→ EXCERPT PROVIDED
Monday, March 14, 2011

florida, baby.

It started on an airplane.
I don't think Kayla was ready for this one.

We boarded the plane, where we left snow, ice, and 15 degree weather.
And got off to this.

The first few days were spent at the hotel, swimming and tanning in the glorious Florida sun. Oh, and shopping of course. Then was the Superbowl. And we are alllllll for the Packers (and not just because they're the champions). We were about the only ones at the hotel wearing Packer apparel. And we wore it with pride.

After deciding that you can't go to Florida and not visit the beach, we drove down to Cocoa Beach.



Hearing that the weather was supposed to go downhill, we made the decision to go to Disney's Magic Kingdom for the day. I hadn't been there since I was about 6 years old and I loved it. I could ride Space Mountain all day.

Loving the sun too much to leave after just a week, we extended our vacation three days longer than originally intended.


 After sorting out the car rental and flight situations, we left our hotel (my favorite) and drove down to Ft Lauderdale where we spent two nights, walking downtown past all the small tourist-y shops and beach themed resturaunts, and shell-searching on the beach.
Our second stop was Daytona where we shopped at a wonderful mall near Miami (quite a trip to get there), attended the Bud Shootout race, considering it was the week of the Daytona 500, and drove on the beach.
Even with the extra days, it wasn't a long enough vacation for me. I miss the Florida sunshine, visiting new places, and the sand between my toes. But I also missed my house, my friends, and my own comfy bed.
So I was glad to be back, but I would jump on a plane and do it all again in a heartbeat.

Thursday, January 20, 2011

physic, florida, and the future.

Just a short quick post to fill you in before I head to bed (finals week, yikes!)
Today I got a few different exciting pieces of information. First, my mom, my neighbor, and I went to see a physic to see what he was feeling about the upcoming visit to St. Louis. He said this is the doctor I need to see, he was sent here to do this. And that he sees me completely healed after the surgery, 100% better. He said the surgery will be sometime this year because of my breathing problem. It's urgent. I'm even more anxious now to get to St. Louis and see what he has to say. March 31st can't come fast enough.
I also found out today that we're making a week long trip to Florida in about 2 weeks! I'm so excited and can't wait!
I'll update more later :)

Friday, January 14, 2011

catching up.

→ ENTRIES PROVIDED

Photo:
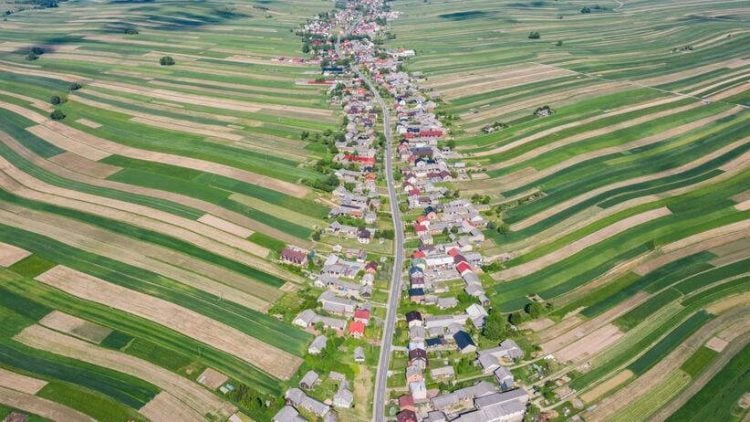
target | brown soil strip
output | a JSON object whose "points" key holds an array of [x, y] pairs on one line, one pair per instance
{"points": [[22, 383], [224, 225], [188, 393], [177, 198], [10, 254], [166, 262], [75, 326], [166, 408], [525, 176], [212, 378], [59, 140], [573, 201], [717, 344], [606, 386], [89, 123], [75, 162], [640, 386], [590, 344], [705, 242], [592, 134], [272, 360], [591, 326], [42, 407], [581, 244], [57, 132], [577, 123]]}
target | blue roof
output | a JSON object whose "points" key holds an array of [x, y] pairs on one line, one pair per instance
{"points": [[416, 292], [463, 339]]}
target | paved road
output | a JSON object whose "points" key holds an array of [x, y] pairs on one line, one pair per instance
{"points": [[381, 378]]}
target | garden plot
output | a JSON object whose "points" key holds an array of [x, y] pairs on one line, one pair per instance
{"points": [[271, 360]]}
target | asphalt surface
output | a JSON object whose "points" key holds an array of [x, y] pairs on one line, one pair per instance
{"points": [[381, 377]]}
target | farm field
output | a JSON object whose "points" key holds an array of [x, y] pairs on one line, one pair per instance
{"points": [[610, 148]]}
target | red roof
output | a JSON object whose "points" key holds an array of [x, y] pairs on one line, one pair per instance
{"points": [[463, 266], [356, 327], [362, 314]]}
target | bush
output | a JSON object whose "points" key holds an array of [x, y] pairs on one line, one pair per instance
{"points": [[166, 61], [57, 115]]}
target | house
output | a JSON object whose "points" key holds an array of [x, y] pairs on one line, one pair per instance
{"points": [[464, 342], [414, 318], [418, 357], [336, 305], [477, 314], [406, 402], [343, 398], [445, 373], [294, 256], [309, 380], [414, 374], [406, 416], [504, 378], [317, 346], [416, 295], [356, 329], [447, 302], [359, 355], [418, 391], [362, 315], [288, 414], [299, 399]]}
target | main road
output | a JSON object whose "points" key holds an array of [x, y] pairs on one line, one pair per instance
{"points": [[381, 377]]}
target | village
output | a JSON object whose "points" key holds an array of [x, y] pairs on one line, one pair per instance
{"points": [[444, 234]]}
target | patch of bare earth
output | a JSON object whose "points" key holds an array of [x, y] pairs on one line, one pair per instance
{"points": [[10, 254], [42, 407], [75, 326], [581, 244], [190, 395], [272, 360], [22, 383], [212, 378], [75, 162]]}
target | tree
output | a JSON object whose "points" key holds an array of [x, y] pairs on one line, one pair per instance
{"points": [[534, 309], [495, 327], [57, 115], [166, 61]]}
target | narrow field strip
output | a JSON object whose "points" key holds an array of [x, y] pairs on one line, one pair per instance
{"points": [[10, 254], [42, 407], [271, 360], [162, 261], [580, 244], [19, 382], [191, 395]]}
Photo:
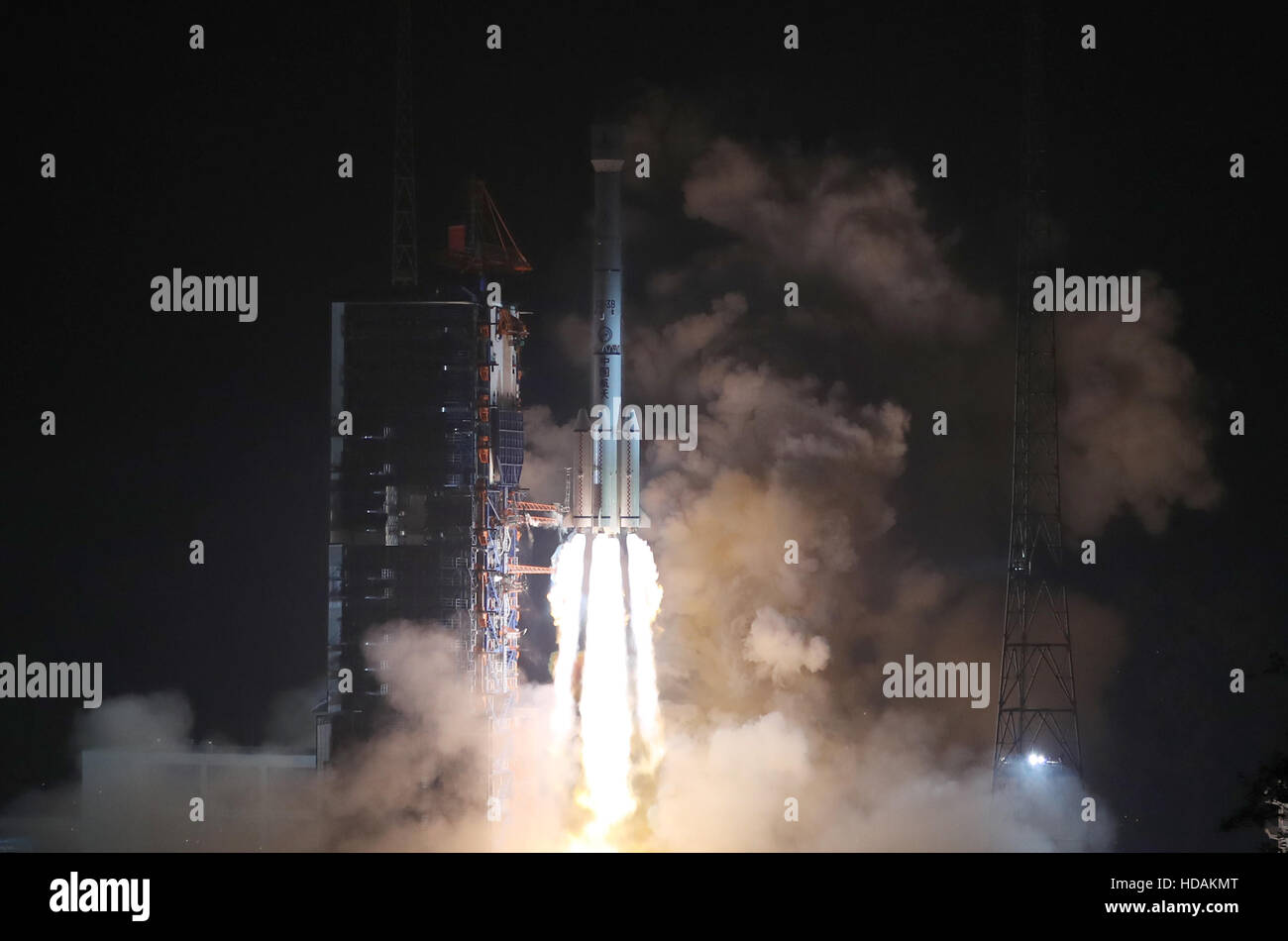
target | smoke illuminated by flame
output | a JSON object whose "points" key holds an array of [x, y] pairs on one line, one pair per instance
{"points": [[619, 722]]}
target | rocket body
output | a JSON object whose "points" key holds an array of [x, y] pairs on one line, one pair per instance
{"points": [[605, 482]]}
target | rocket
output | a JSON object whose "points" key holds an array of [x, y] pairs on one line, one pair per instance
{"points": [[606, 470]]}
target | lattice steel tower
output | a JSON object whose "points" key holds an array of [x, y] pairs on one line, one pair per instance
{"points": [[1037, 709], [404, 249]]}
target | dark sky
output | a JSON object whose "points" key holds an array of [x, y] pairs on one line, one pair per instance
{"points": [[223, 161]]}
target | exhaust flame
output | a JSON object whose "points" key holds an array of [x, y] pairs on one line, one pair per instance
{"points": [[618, 676]]}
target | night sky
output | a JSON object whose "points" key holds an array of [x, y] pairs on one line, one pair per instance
{"points": [[174, 426]]}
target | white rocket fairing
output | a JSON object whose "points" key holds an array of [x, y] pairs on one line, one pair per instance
{"points": [[605, 476]]}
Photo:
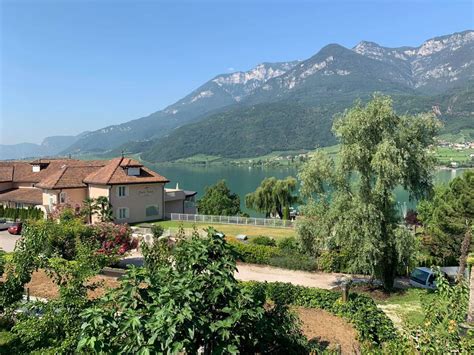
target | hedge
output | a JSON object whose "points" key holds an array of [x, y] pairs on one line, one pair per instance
{"points": [[20, 213], [372, 324], [273, 256]]}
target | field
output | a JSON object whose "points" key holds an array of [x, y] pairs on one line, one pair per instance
{"points": [[405, 306], [447, 155], [233, 229]]}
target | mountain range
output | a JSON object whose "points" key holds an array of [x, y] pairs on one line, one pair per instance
{"points": [[291, 105]]}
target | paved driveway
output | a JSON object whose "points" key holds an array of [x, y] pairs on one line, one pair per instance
{"points": [[7, 241]]}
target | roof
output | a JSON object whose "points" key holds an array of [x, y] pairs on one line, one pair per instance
{"points": [[115, 172], [72, 173], [25, 195]]}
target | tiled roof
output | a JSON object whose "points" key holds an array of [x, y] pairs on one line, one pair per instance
{"points": [[25, 195], [115, 172], [71, 173]]}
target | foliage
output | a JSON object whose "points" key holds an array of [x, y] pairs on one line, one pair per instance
{"points": [[370, 322], [440, 331], [218, 200], [20, 213], [448, 219], [190, 302], [104, 209], [272, 196], [350, 201], [273, 256], [113, 238], [263, 240]]}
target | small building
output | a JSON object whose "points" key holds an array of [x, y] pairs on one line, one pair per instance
{"points": [[135, 192]]}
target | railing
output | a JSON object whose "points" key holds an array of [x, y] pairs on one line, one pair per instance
{"points": [[262, 222]]}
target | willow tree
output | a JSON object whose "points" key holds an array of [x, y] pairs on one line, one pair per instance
{"points": [[351, 201], [273, 196]]}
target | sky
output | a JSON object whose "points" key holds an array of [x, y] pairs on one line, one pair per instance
{"points": [[68, 66]]}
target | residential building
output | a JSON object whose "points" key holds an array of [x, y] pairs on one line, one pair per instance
{"points": [[135, 192]]}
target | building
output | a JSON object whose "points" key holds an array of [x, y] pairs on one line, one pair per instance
{"points": [[135, 192]]}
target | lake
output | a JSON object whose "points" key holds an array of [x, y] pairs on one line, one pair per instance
{"points": [[243, 179]]}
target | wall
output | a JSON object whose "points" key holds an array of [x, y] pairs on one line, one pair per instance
{"points": [[175, 206], [138, 198]]}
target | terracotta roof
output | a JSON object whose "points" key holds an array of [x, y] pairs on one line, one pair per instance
{"points": [[26, 195], [70, 173], [115, 172]]}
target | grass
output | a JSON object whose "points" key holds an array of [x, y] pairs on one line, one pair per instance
{"points": [[233, 229], [406, 306]]}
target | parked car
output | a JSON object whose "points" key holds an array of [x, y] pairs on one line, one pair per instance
{"points": [[15, 229], [425, 277]]}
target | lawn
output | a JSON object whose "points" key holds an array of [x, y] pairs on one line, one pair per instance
{"points": [[234, 229]]}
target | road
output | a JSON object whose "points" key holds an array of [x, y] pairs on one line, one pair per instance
{"points": [[7, 241]]}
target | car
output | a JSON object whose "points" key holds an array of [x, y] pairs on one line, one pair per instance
{"points": [[15, 228]]}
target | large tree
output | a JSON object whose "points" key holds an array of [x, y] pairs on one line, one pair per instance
{"points": [[219, 200], [448, 220], [273, 196], [351, 202]]}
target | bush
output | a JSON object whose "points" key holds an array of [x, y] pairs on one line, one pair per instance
{"points": [[273, 256], [372, 325], [288, 245], [263, 240], [20, 213]]}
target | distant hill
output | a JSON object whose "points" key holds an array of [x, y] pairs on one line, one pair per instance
{"points": [[290, 105], [50, 146]]}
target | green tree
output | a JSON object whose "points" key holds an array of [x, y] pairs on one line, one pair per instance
{"points": [[351, 202], [219, 200], [448, 220], [273, 196]]}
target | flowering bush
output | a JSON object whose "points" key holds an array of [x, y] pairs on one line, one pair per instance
{"points": [[114, 238]]}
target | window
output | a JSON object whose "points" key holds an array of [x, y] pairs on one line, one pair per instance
{"points": [[122, 213], [151, 211], [122, 191]]}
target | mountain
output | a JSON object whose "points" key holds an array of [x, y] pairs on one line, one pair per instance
{"points": [[49, 147], [295, 110], [219, 92]]}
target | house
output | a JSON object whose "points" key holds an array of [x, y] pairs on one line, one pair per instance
{"points": [[135, 192]]}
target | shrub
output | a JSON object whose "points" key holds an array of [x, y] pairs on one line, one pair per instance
{"points": [[263, 240], [372, 325], [254, 253]]}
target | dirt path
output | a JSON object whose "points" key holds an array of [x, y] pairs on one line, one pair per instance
{"points": [[252, 272], [330, 331]]}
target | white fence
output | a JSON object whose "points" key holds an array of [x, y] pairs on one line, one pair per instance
{"points": [[262, 222]]}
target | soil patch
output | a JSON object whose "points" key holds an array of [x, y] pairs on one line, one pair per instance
{"points": [[330, 331]]}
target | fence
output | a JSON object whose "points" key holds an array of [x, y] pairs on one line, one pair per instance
{"points": [[262, 222]]}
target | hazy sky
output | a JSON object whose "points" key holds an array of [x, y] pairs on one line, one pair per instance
{"points": [[70, 66]]}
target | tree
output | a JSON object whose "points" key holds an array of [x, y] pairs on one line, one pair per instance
{"points": [[273, 196], [219, 200], [351, 202], [448, 220]]}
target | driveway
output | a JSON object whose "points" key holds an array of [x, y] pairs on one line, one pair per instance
{"points": [[7, 241]]}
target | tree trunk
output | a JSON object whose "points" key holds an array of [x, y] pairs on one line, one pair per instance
{"points": [[466, 243]]}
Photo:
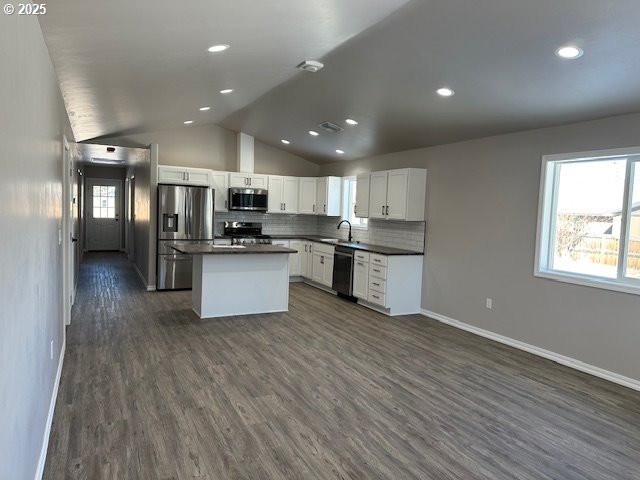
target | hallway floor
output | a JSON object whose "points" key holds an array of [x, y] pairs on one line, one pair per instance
{"points": [[328, 390]]}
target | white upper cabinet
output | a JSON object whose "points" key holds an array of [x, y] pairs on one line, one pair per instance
{"points": [[220, 184], [361, 208], [248, 180], [328, 196], [377, 195], [184, 175], [307, 198], [283, 194], [398, 194]]}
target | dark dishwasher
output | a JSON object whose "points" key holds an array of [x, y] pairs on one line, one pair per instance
{"points": [[343, 272]]}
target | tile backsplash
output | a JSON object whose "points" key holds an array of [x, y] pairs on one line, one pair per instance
{"points": [[407, 235]]}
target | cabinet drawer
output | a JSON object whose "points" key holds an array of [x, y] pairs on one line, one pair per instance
{"points": [[377, 259], [377, 285], [324, 249], [377, 298], [361, 256], [378, 272]]}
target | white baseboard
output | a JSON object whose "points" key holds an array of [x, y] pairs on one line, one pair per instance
{"points": [[541, 352], [52, 408]]}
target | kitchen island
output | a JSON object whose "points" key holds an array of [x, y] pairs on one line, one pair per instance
{"points": [[239, 280]]}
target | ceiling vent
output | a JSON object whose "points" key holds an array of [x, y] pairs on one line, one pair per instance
{"points": [[108, 161], [331, 127], [310, 66]]}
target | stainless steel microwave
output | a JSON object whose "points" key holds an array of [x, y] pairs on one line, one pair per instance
{"points": [[248, 199]]}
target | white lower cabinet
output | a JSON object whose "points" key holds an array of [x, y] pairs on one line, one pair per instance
{"points": [[322, 264], [361, 279], [294, 258], [394, 282]]}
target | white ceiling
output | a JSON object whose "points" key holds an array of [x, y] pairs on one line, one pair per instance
{"points": [[128, 67], [121, 156]]}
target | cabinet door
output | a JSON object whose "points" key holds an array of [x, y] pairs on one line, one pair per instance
{"points": [[275, 203], [362, 195], [258, 181], [307, 197], [378, 195], [290, 189], [397, 189], [321, 196], [318, 268], [220, 183], [172, 175], [360, 279], [309, 259], [295, 259], [238, 180], [199, 176], [327, 277]]}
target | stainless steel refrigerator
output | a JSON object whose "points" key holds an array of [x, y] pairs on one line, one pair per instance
{"points": [[185, 215]]}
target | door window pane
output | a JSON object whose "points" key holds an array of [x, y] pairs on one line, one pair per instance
{"points": [[588, 217], [633, 244], [104, 201]]}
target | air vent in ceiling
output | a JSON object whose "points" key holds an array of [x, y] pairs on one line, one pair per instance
{"points": [[310, 66], [331, 127], [107, 161]]}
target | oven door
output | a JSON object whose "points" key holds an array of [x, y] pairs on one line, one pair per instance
{"points": [[248, 199]]}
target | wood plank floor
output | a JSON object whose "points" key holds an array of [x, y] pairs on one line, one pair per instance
{"points": [[328, 390]]}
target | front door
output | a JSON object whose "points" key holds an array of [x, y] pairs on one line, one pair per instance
{"points": [[103, 214]]}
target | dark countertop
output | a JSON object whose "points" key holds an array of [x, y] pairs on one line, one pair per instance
{"points": [[226, 249], [367, 247]]}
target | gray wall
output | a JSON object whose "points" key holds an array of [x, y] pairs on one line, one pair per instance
{"points": [[31, 127], [142, 220], [211, 146], [482, 204]]}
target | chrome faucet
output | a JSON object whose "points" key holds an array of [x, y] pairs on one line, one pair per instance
{"points": [[349, 228]]}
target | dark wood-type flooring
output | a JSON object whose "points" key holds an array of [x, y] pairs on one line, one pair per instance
{"points": [[328, 390]]}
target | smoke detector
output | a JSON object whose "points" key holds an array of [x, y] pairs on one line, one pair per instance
{"points": [[310, 66], [331, 127]]}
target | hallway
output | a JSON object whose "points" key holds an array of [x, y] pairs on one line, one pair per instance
{"points": [[326, 390]]}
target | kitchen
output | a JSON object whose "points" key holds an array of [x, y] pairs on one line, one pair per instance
{"points": [[399, 195], [440, 341]]}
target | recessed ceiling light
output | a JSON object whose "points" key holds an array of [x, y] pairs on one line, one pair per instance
{"points": [[445, 92], [570, 52], [218, 48]]}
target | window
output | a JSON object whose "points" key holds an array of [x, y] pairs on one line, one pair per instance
{"points": [[104, 201], [589, 219], [349, 202]]}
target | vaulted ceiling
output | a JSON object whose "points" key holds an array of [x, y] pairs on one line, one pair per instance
{"points": [[129, 67]]}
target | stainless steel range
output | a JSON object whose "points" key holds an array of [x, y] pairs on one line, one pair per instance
{"points": [[246, 233]]}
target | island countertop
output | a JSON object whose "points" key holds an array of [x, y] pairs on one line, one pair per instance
{"points": [[203, 249]]}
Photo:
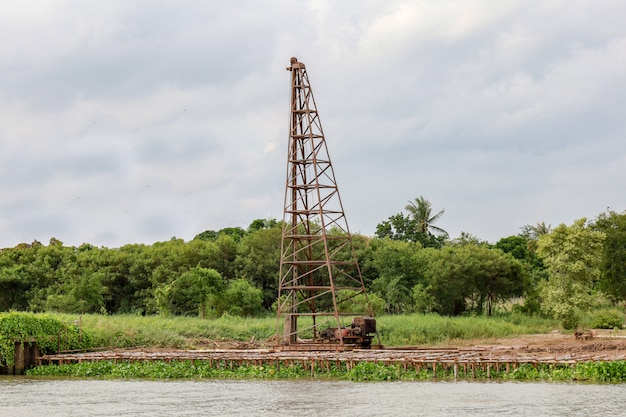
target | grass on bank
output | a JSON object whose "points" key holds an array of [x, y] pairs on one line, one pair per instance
{"points": [[192, 332], [598, 372]]}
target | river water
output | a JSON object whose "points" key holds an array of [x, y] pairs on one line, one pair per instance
{"points": [[23, 396]]}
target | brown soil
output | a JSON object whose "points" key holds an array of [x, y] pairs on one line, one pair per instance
{"points": [[606, 343]]}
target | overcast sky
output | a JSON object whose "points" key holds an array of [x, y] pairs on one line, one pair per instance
{"points": [[126, 121]]}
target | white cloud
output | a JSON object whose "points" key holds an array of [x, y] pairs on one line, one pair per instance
{"points": [[138, 121]]}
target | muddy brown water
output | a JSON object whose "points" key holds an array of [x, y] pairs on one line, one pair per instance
{"points": [[23, 396]]}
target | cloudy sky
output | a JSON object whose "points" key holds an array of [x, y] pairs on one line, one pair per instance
{"points": [[134, 121]]}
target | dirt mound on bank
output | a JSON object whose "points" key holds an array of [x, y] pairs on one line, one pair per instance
{"points": [[604, 342]]}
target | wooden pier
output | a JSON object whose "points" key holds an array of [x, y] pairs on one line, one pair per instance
{"points": [[467, 361], [26, 355]]}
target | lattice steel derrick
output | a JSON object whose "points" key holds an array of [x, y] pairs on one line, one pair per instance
{"points": [[319, 274]]}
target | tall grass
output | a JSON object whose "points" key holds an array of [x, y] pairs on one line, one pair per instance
{"points": [[429, 329], [193, 332]]}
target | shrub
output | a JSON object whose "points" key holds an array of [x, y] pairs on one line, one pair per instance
{"points": [[607, 319]]}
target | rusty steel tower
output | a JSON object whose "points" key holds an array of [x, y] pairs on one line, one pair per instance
{"points": [[320, 284]]}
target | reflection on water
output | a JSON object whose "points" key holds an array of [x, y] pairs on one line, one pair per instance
{"points": [[21, 396]]}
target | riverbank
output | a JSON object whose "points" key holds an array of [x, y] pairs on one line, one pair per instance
{"points": [[592, 371]]}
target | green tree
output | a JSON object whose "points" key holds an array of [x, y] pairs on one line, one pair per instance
{"points": [[241, 299], [463, 277], [420, 211], [195, 292], [399, 271], [416, 226], [258, 260], [613, 279], [573, 256]]}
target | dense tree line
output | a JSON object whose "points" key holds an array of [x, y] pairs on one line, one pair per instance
{"points": [[409, 266]]}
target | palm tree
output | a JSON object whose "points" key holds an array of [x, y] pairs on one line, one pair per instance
{"points": [[534, 232], [420, 211]]}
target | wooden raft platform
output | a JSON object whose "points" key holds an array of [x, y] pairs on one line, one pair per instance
{"points": [[472, 359]]}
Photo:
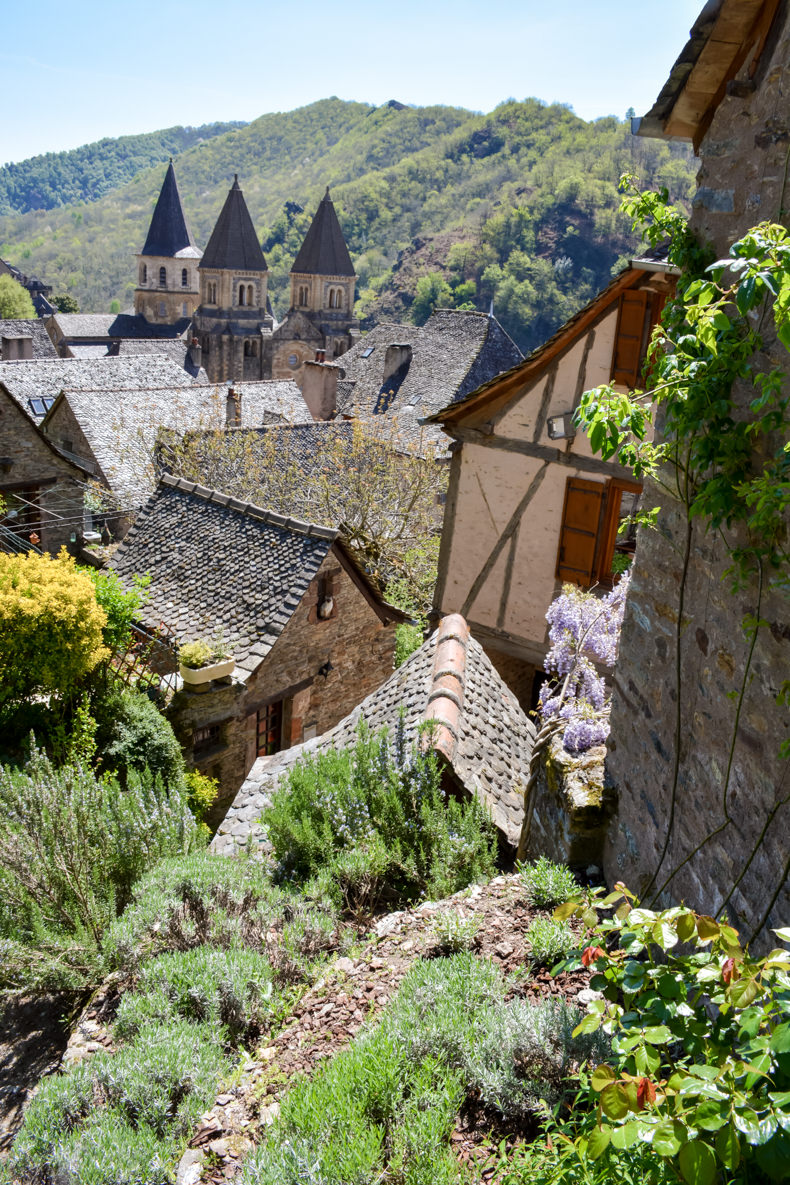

→ TASK REQUIREMENTS
Transcribe everything in the Florida blog from "Just a short" down to "come fast enough.", keeping every word and mark unchanged.

→ RESPONSE TO THE EXERCISE
Just a short quick post to fill you in before I head to bed (finals week, yikes!)
Today I got a few different exciting pieces of information. First, my mom, my neighbor, and I went to see a physic to see what he was feeling about the upcoming visit to St. Louis. He said this is the doctor I need to see, he was sent here to do this. And that he sees me completely healed after the surgery, 100% better. He said the surgery will be sometime this year because of my breathing problem. It's urgent. I'm even more anxious now to get to St. Louis and see what he has to say. March 31st can't come fast enough.